- Problem tanımı:
Kolesterolün ve statinlerin geçmişini anlatan aşağıdaki metni kaldığı yerden sürdürün.

- Okuma parçası:

•••••

Örneğin karaciğer enzimlerinin (ALT, AST vb) yüksekliği genel olarak karaciğer rahatsızlığını, üre ve kreatinin gibi biyokimyasalların yüksekliği ise genel anlamda böbrek rahatsızlarını ifade eder. Fakat 1950’lerde araştırmacılar bazı insanlarda, belli bir yaştan sonra kolesterol (lipitlerin) yüksekliğini görmüşler fakat hiçbir doku veya organ rahatsızlıklarını, söz konusu kolesterol (lipit) yüksekliğine bağlayamamışlardı.

Daha sonra yapılmaması gereken bir şey yapıldı ve günümüz kolesterol kabusunun temelleri 1953’lerde Minnesota Üniversitesi araştırmacılarından Ancel Keys tarafından ileri sürülen bir teori ile ortaya çıktı. Çeşitli ülkelerdeki yağ tüketimi ile kalp hastalıkları arasında bağlantı olduğu iddia edildi. Teori günümüzde bile hala tartışılmaktadır. Çünkü Ancel Keys elinde 22 ülkenin verileri olmasına rağmen, sadece 6 ülkenin istatistik verilerini kullanmıştı, böylelikle kolesterol ve lipitler konusunda ilk bilimsel hata ve bilimsel saptırma gerçekleşmiş oldu.

Artık insanlar kan yağlarının yükseleceği korkusuyla yağlı besinlerden, fındıktan, cevizden, çekirdekten, tereyağından, yumurtadan uzak kalmaya çalışsa da, belli bir yaştan sonra kan yağlarının yüksekliğinden kurtulamıyordu…

Farklı bir yerde farklı bir araştırmacı ise büyük bir heyecanla mantarlar üzerinde çalışıyor, hala günümüzde de kullanılan ‘penisilin’e karşı alternatif bir ‘antibiyotik’ bulmaya çalışıyordu. Dr. Akiro Endo ‘Penicillium citrinium’ adlı mantardan ilk kolesterol düşürücüyü (statini) elde ediyordu.

•••••

- Veri kesitleri:
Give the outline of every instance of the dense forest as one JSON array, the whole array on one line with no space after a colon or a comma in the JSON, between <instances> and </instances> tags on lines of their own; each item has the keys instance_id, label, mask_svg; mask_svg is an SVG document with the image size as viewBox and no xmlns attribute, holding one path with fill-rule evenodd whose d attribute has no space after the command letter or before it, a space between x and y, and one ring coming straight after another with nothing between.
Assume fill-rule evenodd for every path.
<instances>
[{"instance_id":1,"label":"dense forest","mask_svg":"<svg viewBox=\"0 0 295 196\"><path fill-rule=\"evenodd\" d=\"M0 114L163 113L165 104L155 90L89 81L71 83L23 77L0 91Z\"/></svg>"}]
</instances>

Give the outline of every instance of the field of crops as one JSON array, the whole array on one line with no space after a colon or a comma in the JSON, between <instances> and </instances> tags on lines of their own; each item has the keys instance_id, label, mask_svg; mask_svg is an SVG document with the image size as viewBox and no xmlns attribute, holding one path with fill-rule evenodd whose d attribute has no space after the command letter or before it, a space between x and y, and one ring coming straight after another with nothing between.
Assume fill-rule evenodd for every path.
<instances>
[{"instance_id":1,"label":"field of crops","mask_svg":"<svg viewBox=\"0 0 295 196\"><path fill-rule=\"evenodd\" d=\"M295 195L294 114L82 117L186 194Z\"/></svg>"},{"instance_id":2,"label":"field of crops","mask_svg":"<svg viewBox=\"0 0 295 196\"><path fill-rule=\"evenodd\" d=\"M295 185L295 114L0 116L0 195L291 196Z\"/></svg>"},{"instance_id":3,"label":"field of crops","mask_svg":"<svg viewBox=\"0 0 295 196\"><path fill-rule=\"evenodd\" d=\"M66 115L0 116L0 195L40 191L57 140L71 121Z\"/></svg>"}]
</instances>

•••••

- Alıştırma çıktısı:
Bunu duyan ilaç şirketleri bu alanda oluşabilecek yüksek kâr potansiyelini gördüler, bundan sonrası ise artık bir beyin yıkama kampanyasından ibaretti. Şu an günümüzde kullanılan statinler ise, Monascus rubber, Monascus purpurus, Arpergillus terreus gibi çeşitli mantarlardan elde edilir.

Birçok okuyucu eminim merak ediyordur, kolesterol aslında nedir?

Kolesterol ile ilgili birçok karmaşık tanımlama yapılabilir. Fakat bizce önemli ve bazı araştırmacıları kızdıracak olan tanımlamaya geçmeden önce bir şeyi çok iyi anlamak gerekiyor. Hücre içinde ve hücre yüzeyindeki kolesterol moleküllerinin fonksiyonları ile kanda çeşitli partiküller üzerinde bulunan, kanda ölçtüğümüz ve total kolesterol adını verdiğimiz moleküllerin fonksiyonları ve özellikleri aynı değildir.

Kısaca hücresel açıdan kolesterol için, ‘hayvansal organizmaların yapısında bulunması gereken temel bir steroid molekül’ tanımı, konumuzun anlaşılması için yerinde bir tanım olacaktır. Burada “temel steroid” sözcüğünün ne anlama geldiğini biraz açıklamak gerekiyor, okuyucular için son derece önemli. Çünkü, kolesterol molekülü sentezlendikten sonra diğer farklı steroidlere dönüşümü gerçekleştirilir.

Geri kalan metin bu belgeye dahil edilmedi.